## INPUT MATERIAL
::::
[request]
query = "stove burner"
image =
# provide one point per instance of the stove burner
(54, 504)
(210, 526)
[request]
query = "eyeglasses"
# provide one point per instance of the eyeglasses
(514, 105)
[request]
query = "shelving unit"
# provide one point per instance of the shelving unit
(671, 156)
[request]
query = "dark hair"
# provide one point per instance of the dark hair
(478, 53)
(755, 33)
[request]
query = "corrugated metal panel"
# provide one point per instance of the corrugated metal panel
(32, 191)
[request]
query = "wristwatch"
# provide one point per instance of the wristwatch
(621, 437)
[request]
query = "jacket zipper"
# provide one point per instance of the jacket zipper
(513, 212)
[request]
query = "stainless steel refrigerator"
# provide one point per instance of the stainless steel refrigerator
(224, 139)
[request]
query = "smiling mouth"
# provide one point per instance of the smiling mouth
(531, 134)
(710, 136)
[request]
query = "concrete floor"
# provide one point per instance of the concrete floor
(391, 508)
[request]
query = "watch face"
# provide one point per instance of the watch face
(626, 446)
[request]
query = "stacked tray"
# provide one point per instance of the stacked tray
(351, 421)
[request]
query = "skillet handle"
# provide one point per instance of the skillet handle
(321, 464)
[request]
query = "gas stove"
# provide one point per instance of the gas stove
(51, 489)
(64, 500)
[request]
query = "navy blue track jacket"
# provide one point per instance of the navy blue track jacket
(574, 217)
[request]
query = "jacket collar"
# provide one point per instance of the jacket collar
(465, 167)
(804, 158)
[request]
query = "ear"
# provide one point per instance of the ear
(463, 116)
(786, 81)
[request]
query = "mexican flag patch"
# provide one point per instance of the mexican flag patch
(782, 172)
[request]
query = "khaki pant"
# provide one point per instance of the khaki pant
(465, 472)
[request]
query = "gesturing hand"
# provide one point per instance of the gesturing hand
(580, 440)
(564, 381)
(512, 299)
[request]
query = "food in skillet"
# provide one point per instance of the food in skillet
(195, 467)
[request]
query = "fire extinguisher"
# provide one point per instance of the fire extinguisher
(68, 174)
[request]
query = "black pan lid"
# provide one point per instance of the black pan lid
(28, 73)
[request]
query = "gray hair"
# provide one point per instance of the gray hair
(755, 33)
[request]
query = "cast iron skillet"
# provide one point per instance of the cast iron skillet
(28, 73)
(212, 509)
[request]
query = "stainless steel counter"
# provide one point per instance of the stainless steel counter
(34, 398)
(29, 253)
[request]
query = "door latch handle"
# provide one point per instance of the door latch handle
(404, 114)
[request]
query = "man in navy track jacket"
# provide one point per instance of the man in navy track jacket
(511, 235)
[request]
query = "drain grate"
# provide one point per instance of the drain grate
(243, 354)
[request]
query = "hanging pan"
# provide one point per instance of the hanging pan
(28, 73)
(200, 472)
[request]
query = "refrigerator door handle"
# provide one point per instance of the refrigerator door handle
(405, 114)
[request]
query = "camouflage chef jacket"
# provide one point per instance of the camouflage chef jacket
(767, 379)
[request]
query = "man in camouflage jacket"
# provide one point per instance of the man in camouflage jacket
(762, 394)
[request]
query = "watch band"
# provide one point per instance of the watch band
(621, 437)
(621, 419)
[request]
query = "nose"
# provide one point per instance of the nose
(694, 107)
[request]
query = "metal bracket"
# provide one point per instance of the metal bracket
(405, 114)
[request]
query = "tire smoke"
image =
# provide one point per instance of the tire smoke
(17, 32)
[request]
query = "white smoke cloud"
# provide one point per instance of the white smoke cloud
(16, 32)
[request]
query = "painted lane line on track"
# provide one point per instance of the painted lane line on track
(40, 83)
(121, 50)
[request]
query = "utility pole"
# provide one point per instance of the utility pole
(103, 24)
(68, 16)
::::
## THE PROBLEM
Write a verbatim copy of the listing above.

## TASK RESULT
[request]
query = "stove burner"
image =
# provide one point per instance of the stove burner
(54, 504)
(210, 526)
[request]
query = "eyeglasses"
# provide one point per instance of the eyeglasses
(514, 105)
[request]
query = "shelving unit"
# provide one point per instance of the shelving unit
(671, 156)
[request]
query = "dark hair"
# provide one point per instance of the dark hair
(478, 53)
(755, 33)
[request]
query = "corrugated metal panel"
# provide one point per instance of the corrugated metal panel
(32, 191)
[request]
query = "wristwatch"
# provide one point per instance of the wristwatch
(621, 437)
[request]
query = "jacket zipper"
# provide one point per instance of the jacket zipper
(513, 212)
[request]
query = "stainless steel refrigerator"
# provide one point per instance of the stainless steel refrigerator
(224, 139)
[request]
query = "smiling mouth"
# provide one point per instance of the smiling mouth
(531, 134)
(710, 136)
[request]
query = "concrete floor"
# provide one point per instance of the concrete floor
(391, 508)
[request]
query = "watch face"
# provide one point per instance of the watch face
(626, 446)
[request]
query = "stacked tray"
# provide one point per instance of the stacked tray
(351, 421)
[request]
query = "skillet handle"
# provide one point per instance of the skillet handle
(321, 464)
[request]
query = "gas stove"
# provide one point per instance of the gas stove
(51, 489)
(64, 500)
[request]
query = "navy blue track jacket"
# provide one point per instance of the navy blue track jacket
(574, 217)
[request]
query = "jacket collar"
# provide one point per instance of the jacket collar
(465, 167)
(804, 158)
[request]
query = "ear"
# provide one point per instance of the ear
(463, 116)
(786, 81)
[request]
query = "mexican flag patch"
# provide one point per instance of the mexican flag patch
(782, 172)
[request]
query = "khaki pant"
# provide one point per instance of the khaki pant
(465, 472)
[request]
query = "gesturing hand"
# provide one point per instance of the gesturing hand
(580, 440)
(564, 381)
(512, 299)
[request]
query = "food in skillet"
# provide one point per instance of the food in skillet
(195, 467)
[request]
query = "fire extinguisher"
# provide one point per instance of the fire extinguisher
(68, 174)
[request]
query = "black pan lid"
# provide one point per instance of the black pan lid
(28, 73)
[request]
query = "gray hair"
# provide one point per instance of the gray hair
(755, 33)
[request]
query = "cast iron skillet"
# provide one point per instance of the cast iron skillet
(28, 73)
(212, 509)
[request]
query = "stainless steel counter"
# provide one point per instance of the stainless steel counter
(34, 398)
(29, 253)
[request]
query = "door latch handle"
# provide one point per instance of the door latch handle
(404, 114)
[request]
query = "man in navy track jacket"
# provide one point per instance of the man in navy track jacket
(511, 235)
[request]
query = "drain grate"
# provide one point per instance of the drain grate
(243, 354)
[request]
query = "hanging pan"
# provide one point per instance of the hanging pan
(28, 73)
(200, 472)
[request]
query = "refrigerator door handle"
# provide one point per instance of the refrigerator door handle
(405, 114)
[request]
query = "camouflage chef jacket"
# provide one point per instance of the camouflage chef jacket
(767, 379)
[request]
query = "man in camouflage jacket"
# provide one point per instance of the man in camouflage jacket
(762, 394)
[request]
query = "watch band"
# provide one point per instance of the watch band
(621, 437)
(621, 419)
[request]
query = "nose"
# provide one point per instance of the nose
(694, 107)
[request]
query = "metal bracket"
# provide one point per instance of the metal bracket
(405, 114)
[request]
query = "tire smoke"
image =
# provide one point per instance of the tire smoke
(17, 32)
[request]
query = "white smoke cloud"
# provide one point per instance of the white smoke cloud
(16, 32)
[request]
query = "painted lane line on track"
# provide one point per instance of the painted lane line on track
(40, 83)
(121, 50)
[request]
query = "utility pole"
# provide one point per instance of the utility pole
(103, 24)
(68, 16)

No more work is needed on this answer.